EXERCISE DESCRIPTION: Reproduce, unchanged, only the part of the items that opens with the line containing "Where can the street" and runs through the end of the items.

-- BEGIN SUPPLIED DATA --

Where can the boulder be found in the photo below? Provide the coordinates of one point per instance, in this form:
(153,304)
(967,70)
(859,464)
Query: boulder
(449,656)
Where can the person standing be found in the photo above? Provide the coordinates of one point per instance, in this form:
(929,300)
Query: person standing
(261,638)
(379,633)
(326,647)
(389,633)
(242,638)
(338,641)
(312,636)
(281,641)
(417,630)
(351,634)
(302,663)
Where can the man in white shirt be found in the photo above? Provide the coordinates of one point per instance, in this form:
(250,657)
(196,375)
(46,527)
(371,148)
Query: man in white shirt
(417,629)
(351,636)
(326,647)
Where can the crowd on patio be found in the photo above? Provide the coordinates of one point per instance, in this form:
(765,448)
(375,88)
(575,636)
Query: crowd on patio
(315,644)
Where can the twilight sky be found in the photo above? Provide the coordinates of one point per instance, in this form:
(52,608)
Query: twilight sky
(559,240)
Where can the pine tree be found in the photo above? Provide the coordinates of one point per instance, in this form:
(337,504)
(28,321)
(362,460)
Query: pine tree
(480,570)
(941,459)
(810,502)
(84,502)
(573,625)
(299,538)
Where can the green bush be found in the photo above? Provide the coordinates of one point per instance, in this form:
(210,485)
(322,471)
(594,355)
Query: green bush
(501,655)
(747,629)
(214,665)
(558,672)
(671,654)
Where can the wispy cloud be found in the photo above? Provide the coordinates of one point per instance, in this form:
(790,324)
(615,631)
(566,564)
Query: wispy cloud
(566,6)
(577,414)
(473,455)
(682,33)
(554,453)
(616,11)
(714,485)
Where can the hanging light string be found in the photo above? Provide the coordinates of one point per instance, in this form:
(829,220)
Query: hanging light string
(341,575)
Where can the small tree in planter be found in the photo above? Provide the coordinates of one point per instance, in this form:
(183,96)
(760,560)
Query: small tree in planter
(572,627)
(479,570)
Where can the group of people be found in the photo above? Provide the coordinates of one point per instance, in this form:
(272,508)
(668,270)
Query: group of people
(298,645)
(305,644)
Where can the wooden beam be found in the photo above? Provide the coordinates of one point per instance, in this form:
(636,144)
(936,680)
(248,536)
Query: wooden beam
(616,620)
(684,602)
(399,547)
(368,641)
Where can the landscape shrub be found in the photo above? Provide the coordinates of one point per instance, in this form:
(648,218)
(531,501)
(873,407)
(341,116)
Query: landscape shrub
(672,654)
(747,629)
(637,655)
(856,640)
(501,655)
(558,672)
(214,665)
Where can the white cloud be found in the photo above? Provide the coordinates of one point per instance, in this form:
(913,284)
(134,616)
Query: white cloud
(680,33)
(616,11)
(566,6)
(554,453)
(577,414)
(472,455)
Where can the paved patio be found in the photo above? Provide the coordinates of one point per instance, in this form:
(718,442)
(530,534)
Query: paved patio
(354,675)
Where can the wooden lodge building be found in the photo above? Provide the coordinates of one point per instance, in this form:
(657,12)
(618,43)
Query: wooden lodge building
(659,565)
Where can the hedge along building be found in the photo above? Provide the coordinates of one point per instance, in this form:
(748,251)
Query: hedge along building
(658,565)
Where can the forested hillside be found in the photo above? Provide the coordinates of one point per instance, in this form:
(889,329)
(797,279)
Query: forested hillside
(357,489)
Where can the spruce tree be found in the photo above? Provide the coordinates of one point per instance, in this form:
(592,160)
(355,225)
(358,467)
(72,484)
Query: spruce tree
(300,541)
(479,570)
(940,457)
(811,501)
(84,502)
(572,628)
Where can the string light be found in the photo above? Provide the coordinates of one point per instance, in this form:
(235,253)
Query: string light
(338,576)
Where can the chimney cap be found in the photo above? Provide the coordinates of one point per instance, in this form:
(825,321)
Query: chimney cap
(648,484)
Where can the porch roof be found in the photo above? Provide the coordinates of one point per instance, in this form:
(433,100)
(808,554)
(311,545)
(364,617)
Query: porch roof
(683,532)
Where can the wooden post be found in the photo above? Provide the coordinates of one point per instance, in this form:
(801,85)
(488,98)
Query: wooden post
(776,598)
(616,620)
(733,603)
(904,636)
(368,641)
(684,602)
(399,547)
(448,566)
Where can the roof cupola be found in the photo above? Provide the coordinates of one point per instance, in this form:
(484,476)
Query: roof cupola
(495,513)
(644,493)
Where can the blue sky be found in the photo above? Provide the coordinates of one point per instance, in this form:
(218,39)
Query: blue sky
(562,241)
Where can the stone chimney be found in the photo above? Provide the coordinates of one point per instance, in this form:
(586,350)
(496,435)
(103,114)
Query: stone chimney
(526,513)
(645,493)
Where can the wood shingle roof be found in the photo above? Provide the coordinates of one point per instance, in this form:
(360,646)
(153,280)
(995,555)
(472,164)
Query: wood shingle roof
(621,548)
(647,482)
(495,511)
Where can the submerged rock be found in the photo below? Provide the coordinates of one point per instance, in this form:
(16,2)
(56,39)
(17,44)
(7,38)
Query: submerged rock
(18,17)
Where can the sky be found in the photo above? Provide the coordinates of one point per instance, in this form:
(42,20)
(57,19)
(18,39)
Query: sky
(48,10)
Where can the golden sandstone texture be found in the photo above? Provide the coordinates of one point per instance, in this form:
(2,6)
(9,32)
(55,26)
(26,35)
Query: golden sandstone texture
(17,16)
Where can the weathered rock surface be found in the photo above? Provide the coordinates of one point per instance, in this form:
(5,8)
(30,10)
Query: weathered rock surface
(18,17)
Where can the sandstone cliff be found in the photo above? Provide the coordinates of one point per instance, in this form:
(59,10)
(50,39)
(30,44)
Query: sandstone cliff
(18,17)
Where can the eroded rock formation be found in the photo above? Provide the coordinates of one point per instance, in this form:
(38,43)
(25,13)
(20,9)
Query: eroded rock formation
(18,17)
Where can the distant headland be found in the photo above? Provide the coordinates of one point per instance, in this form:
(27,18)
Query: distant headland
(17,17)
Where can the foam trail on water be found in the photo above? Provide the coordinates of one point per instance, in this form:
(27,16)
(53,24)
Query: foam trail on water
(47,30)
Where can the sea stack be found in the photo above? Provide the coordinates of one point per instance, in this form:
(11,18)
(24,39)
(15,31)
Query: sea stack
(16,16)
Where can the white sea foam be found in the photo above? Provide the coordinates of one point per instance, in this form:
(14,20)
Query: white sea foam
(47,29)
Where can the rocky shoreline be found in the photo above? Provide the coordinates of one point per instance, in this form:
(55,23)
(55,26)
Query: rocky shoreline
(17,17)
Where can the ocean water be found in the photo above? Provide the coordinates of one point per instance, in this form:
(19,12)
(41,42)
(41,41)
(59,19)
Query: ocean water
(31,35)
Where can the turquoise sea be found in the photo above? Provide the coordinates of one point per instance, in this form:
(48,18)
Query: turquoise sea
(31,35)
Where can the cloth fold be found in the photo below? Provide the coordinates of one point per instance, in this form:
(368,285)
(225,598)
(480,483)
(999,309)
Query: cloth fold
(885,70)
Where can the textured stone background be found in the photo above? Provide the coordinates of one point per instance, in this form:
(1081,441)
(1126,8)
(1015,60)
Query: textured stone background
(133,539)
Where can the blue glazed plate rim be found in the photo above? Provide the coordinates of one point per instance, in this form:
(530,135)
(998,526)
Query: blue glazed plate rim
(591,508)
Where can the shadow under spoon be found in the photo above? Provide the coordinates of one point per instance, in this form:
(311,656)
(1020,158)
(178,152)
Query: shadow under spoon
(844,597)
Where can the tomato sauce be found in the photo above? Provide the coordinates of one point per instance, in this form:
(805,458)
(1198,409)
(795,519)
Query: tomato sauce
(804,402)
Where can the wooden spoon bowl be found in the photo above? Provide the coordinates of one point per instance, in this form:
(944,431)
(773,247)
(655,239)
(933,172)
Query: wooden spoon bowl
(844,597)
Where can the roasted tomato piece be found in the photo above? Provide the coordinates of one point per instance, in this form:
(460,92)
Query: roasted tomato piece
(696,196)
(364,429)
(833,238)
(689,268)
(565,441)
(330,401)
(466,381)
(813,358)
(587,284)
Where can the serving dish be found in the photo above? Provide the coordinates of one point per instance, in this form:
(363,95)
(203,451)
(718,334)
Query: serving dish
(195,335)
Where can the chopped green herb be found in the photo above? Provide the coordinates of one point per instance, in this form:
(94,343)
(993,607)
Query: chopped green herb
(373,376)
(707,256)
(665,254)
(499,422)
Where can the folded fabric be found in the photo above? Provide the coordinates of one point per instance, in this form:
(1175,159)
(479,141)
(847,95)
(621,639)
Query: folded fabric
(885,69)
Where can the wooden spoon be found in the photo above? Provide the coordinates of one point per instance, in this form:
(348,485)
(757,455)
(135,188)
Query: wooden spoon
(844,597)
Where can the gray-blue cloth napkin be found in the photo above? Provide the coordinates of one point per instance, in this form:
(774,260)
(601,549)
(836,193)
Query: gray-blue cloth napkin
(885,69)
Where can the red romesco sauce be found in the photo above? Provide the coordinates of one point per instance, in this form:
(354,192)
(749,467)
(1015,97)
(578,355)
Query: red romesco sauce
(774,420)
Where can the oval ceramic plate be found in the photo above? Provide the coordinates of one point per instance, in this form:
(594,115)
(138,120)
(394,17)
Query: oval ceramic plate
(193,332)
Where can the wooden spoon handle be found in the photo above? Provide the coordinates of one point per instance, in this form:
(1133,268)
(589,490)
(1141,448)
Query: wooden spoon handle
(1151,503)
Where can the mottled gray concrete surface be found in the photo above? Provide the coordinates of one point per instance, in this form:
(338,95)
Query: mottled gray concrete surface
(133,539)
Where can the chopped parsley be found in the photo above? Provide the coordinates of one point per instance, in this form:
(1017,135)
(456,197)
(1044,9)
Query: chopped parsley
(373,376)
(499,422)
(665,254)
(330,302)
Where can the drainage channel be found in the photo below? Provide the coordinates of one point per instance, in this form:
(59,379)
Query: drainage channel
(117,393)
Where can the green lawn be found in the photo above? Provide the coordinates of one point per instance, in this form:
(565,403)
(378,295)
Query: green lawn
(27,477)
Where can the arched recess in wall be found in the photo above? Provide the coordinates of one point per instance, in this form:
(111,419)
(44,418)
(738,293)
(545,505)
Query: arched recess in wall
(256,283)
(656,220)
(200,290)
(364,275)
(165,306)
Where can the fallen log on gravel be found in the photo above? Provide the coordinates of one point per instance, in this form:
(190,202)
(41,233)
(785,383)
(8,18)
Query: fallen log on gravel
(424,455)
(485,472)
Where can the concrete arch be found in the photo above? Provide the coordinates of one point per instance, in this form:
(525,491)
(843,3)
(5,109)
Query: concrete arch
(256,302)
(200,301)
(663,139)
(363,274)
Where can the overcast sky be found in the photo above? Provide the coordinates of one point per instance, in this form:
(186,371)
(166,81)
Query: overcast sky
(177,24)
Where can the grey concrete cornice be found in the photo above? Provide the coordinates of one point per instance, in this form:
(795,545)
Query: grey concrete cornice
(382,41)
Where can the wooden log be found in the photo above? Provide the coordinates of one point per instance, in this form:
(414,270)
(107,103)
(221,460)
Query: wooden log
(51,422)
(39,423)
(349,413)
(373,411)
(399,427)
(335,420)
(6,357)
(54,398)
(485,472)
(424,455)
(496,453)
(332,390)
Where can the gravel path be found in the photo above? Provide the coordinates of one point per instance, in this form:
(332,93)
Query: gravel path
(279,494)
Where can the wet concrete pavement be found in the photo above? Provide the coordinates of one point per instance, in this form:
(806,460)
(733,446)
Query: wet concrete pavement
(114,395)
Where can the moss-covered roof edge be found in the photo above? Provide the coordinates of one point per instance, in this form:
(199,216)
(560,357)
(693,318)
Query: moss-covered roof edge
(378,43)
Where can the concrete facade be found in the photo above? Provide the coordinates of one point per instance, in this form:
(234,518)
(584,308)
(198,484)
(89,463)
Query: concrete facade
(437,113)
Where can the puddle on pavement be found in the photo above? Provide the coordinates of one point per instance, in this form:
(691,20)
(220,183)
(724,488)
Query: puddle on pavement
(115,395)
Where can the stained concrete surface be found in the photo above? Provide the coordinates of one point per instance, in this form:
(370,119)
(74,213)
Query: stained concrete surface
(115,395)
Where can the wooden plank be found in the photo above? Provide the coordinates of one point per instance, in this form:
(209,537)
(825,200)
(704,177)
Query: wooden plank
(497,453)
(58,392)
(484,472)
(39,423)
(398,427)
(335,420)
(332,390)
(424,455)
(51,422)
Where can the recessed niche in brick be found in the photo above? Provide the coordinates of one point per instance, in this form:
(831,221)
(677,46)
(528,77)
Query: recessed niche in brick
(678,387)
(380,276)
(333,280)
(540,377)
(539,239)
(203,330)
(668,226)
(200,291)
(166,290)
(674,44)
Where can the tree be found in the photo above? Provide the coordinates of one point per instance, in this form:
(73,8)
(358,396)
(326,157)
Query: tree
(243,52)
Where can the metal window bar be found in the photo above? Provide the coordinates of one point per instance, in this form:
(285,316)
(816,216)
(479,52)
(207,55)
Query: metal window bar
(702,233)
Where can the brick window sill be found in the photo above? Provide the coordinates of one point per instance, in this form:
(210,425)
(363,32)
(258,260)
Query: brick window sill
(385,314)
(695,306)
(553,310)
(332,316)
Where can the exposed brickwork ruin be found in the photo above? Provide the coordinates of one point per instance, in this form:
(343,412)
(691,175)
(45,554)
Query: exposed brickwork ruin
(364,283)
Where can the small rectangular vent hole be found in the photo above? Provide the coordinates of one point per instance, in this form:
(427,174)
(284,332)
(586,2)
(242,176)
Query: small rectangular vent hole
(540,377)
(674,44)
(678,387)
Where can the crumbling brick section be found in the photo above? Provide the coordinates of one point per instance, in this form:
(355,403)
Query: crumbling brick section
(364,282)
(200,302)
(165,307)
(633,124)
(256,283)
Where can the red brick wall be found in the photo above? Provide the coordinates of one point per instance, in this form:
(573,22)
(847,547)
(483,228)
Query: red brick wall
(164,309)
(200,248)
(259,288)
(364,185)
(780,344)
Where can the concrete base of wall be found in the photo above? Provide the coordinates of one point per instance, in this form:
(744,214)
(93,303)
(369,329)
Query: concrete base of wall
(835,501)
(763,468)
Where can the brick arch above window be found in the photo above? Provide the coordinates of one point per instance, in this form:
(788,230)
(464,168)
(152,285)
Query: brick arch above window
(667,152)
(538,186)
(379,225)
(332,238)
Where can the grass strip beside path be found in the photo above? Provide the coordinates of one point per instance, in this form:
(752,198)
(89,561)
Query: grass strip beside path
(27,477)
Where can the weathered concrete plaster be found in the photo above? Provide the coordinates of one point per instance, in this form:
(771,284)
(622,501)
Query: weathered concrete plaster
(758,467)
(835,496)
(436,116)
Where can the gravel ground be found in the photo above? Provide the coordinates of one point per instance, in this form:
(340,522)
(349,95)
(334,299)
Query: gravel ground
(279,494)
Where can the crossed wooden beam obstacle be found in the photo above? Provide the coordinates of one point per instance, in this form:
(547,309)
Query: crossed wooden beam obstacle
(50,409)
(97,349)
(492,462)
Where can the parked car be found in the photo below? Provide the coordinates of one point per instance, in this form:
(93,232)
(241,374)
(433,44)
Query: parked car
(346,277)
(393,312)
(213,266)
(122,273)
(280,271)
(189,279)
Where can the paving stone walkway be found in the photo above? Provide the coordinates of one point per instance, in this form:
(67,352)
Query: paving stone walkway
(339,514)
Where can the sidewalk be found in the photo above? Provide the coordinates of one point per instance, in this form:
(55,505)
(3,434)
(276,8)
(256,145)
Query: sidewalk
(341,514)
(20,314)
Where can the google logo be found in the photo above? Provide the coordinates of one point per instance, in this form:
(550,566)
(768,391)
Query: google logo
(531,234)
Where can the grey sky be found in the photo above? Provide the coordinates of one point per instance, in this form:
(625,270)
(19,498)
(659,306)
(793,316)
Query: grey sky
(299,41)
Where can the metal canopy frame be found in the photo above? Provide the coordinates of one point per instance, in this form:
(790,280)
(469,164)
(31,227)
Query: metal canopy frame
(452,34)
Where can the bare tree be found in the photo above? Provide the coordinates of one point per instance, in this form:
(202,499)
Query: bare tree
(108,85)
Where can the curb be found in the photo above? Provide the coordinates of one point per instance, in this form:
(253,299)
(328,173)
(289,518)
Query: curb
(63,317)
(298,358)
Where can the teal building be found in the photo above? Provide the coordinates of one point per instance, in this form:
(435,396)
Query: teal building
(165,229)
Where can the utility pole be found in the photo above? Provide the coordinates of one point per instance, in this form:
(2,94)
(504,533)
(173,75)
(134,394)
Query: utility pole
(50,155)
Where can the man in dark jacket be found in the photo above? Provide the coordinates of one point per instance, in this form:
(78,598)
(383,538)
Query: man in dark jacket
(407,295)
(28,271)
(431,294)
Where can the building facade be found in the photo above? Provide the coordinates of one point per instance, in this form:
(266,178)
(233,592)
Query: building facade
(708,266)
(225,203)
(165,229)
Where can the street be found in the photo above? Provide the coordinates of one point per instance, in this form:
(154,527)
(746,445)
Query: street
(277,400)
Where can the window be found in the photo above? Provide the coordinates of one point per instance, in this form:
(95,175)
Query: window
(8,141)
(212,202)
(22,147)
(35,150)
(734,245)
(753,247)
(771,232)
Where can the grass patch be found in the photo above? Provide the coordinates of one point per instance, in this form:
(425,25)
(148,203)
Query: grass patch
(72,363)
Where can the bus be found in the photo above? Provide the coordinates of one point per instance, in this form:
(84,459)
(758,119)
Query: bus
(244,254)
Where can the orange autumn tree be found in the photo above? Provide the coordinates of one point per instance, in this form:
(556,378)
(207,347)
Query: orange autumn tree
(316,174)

-- END SUPPLIED DATA --

FINAL RESULT:
Where can the street be found in the photo above? Provide the coordinates of one point per instance, in this form:
(154,527)
(746,445)
Query: street
(277,400)
Where can the window be found in the photo above? Provide the coordinates of one point per instance, in this form:
(95,175)
Query: window
(8,141)
(212,202)
(22,147)
(35,150)
(734,245)
(753,247)
(771,232)
Where can the grass patch be found in the photo above? Provide the coordinates of one point per instance, in this form:
(425,25)
(148,203)
Query: grass patch
(72,363)
Where can the bus be found in the photo above? Provide the coordinates of one point per instance, in this form:
(84,459)
(758,119)
Query: bus
(244,254)
Where can the orange autumn tree be found in the photo above? Provide the coordinates of one point per instance, in this form:
(556,378)
(207,347)
Query: orange autumn tree
(316,174)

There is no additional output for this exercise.